-- START Stored data --
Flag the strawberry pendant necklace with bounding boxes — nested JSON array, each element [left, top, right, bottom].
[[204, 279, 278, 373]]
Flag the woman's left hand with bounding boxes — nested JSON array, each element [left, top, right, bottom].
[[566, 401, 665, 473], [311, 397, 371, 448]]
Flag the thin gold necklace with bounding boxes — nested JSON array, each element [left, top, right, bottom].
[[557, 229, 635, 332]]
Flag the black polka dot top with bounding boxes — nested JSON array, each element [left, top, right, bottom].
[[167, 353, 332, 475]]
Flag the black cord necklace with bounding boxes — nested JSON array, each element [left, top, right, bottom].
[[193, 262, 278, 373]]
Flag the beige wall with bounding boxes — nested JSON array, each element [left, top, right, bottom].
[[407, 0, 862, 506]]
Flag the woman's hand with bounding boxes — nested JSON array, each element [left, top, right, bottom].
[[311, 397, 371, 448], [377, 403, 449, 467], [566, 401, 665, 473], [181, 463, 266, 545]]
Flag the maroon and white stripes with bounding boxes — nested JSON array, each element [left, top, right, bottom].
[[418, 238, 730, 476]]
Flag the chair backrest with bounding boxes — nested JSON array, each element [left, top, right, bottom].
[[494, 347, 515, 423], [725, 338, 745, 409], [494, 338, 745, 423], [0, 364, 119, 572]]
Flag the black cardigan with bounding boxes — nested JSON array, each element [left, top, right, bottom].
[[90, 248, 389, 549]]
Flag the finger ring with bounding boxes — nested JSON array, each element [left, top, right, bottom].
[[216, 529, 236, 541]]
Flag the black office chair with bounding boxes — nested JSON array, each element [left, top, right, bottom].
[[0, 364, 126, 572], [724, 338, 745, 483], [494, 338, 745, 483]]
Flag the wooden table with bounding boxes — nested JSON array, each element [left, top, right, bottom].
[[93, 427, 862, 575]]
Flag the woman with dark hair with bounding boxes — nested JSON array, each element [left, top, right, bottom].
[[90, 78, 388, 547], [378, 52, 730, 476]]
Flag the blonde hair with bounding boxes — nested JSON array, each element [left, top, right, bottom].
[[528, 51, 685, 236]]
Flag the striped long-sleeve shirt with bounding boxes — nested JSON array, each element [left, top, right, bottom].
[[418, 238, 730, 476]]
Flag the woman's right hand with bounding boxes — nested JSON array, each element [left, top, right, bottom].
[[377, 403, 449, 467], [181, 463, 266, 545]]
-- END Stored data --
> [Problem details]: Lay out the lines of the items from the line containing "Flag the beige" through the line containing "[[528, 51, 685, 236]]", inclusive, as a numbered list. Omit any blank lines.

> [Written reply]:
1. Flag the beige wall with bounding boxes — nested JSON array, each element [left, top, right, bottom].
2. [[407, 0, 862, 506]]
3. Flag the woman's hand with bounding boxes — nested JSON array, each element [left, top, right, bottom].
4. [[311, 397, 371, 448], [377, 403, 449, 467], [566, 401, 665, 473], [181, 463, 266, 545]]
5. Flag the maroon and white stripes with bounding boxes — nested JSON array, each element [left, top, right, bottom].
6. [[418, 238, 730, 476]]
7. Flag the chair backrest with bounding boxes — nested JSON array, each element [left, top, right, bottom].
8. [[494, 347, 515, 423], [725, 338, 745, 409], [494, 338, 745, 423], [0, 364, 119, 572]]
9. Flag the black cardigan with bounding boxes — nested JSON array, each element [left, top, right, bottom].
10. [[90, 248, 389, 549]]
11. Flag the finger ring with bounding boxes — nested JSON array, each element [left, top, right, bottom].
12. [[216, 529, 236, 541]]
13. Flag the black office chair with bounding boxes — nested JSON array, each element [left, top, right, bottom].
14. [[0, 364, 126, 572], [724, 338, 745, 483], [494, 338, 745, 483]]
15. Flag the wooden table with bounding boxes — nested JSON array, each element [left, top, right, bottom].
16. [[93, 427, 862, 575]]
17. Flag the woman with dark hair with bounding boxes — nested JSON array, each element [left, top, right, bottom].
18. [[90, 78, 388, 547], [378, 52, 730, 476]]
19. Flag the blonde hair with bounding boxes — nested JSON array, each element [left, top, right, bottom].
20. [[528, 51, 685, 236]]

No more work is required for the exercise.